» To do
Write out the rows again from the line with "Target: backpack" through the end of the rows, replacing "winter coat" with "winter jacket" and leaving everything else unchanged.
— start Records to use —
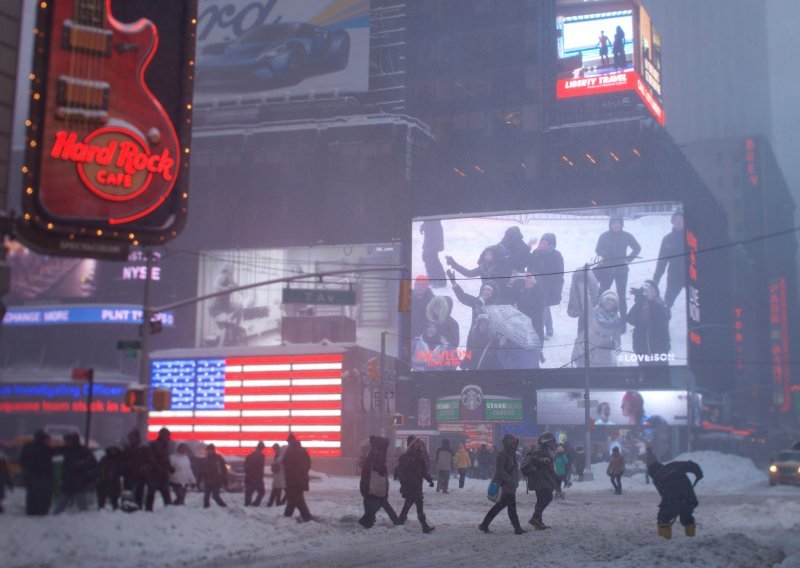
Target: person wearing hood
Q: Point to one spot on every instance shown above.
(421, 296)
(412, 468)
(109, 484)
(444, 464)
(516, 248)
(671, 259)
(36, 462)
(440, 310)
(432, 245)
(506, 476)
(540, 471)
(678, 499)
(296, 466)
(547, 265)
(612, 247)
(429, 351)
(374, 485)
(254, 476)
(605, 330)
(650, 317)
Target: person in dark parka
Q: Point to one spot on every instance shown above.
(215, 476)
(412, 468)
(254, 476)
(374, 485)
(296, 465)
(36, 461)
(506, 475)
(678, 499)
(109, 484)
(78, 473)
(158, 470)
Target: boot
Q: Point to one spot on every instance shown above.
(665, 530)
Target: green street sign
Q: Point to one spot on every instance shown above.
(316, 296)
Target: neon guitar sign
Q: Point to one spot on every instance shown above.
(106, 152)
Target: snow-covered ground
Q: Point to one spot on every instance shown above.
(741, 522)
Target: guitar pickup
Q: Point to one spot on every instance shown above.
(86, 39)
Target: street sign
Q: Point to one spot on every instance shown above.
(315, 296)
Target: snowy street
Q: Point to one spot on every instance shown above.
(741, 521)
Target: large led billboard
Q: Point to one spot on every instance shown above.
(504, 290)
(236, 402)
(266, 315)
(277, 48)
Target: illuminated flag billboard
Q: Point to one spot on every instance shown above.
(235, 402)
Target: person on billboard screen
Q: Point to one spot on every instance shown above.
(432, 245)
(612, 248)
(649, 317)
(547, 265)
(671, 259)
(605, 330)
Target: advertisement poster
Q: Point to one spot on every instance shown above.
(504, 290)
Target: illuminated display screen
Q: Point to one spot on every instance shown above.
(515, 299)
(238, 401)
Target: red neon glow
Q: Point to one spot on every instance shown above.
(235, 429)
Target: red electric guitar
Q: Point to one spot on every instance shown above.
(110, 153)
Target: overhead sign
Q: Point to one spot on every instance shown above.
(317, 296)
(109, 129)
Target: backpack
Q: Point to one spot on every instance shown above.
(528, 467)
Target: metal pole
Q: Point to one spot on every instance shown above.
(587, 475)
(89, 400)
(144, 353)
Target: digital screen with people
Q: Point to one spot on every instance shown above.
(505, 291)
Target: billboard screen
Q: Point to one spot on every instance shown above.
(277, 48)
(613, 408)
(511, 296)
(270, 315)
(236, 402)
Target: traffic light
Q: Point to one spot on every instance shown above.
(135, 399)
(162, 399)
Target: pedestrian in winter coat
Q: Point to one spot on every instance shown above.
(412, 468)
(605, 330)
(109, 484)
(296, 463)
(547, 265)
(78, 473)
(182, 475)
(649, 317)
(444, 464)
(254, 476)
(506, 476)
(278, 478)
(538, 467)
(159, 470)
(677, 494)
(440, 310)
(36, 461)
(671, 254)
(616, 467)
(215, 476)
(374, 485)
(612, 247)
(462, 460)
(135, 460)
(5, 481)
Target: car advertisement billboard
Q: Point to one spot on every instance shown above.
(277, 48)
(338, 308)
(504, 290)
— end Records to use —
» Reply to the task
Target: backpack
Q: Point to one spot on every instance shown above.
(528, 467)
Target: metal pole
Q: Point to one spot on every instance shown above.
(587, 475)
(89, 400)
(144, 353)
Target: digital screen with people
Q: Point to one spot on every instance shown above.
(505, 291)
Target: billboard screen
Q: Point to one spot on every instance shown above.
(277, 48)
(613, 408)
(511, 296)
(270, 315)
(236, 402)
Target: traffic light
Q: Point to one spot on every instance shown above.
(135, 399)
(162, 399)
Target: pedestrian in winter jacket
Q: Point to one spot on every instance shown above.
(412, 468)
(605, 330)
(109, 484)
(296, 463)
(547, 265)
(78, 473)
(182, 475)
(649, 317)
(444, 464)
(254, 476)
(506, 476)
(278, 478)
(538, 467)
(159, 470)
(677, 494)
(440, 310)
(36, 461)
(671, 254)
(616, 467)
(215, 476)
(374, 485)
(612, 247)
(462, 460)
(135, 460)
(5, 481)
Target: car advertisement billboard
Q: Point to one spot on every instance shown above.
(277, 48)
(338, 308)
(504, 290)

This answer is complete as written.